Task instructions: List every line in the records below that contains the word "target".

---------------

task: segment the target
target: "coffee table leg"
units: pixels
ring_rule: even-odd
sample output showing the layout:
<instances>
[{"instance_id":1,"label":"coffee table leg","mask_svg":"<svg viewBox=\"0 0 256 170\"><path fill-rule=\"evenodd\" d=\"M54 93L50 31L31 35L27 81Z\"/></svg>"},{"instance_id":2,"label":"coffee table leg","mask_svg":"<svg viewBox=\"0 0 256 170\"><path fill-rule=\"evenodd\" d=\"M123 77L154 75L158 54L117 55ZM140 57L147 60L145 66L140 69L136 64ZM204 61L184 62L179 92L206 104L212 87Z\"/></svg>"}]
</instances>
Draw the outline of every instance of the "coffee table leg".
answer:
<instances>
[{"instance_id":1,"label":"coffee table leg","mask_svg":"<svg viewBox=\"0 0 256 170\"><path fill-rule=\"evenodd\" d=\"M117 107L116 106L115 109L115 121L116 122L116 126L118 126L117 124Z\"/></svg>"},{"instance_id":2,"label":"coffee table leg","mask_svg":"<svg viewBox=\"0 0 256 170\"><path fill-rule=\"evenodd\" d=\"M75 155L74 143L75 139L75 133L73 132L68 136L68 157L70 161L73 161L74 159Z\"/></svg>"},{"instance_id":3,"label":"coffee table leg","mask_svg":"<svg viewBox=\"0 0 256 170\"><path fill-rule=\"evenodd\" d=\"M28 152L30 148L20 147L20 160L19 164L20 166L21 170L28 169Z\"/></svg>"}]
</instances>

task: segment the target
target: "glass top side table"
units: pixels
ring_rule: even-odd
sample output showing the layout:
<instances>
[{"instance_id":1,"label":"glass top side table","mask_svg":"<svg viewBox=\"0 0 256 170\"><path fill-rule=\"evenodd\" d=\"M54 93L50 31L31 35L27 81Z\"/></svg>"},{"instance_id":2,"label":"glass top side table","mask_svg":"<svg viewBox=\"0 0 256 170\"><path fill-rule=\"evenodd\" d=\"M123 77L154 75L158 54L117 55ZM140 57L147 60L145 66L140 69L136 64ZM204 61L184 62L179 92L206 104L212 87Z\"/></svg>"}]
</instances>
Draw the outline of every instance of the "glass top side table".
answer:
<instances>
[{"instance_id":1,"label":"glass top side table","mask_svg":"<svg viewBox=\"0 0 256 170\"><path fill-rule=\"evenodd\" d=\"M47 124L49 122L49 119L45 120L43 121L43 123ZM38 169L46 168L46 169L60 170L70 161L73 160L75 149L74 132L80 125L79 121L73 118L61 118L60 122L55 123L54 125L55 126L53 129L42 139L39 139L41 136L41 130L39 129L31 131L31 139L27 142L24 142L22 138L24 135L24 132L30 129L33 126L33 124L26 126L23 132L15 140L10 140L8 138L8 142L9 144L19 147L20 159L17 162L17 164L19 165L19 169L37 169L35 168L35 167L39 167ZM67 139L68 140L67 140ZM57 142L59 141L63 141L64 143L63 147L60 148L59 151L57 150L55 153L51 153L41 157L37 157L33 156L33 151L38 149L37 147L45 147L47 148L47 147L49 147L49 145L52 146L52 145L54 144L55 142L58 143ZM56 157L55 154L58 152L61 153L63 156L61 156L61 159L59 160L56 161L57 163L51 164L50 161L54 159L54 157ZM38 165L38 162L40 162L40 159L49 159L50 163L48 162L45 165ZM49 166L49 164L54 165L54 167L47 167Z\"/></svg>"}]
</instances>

---------------

Task solution:
task: segment the target
target: "coffee table leg"
task: segment the target
target: "glass top side table"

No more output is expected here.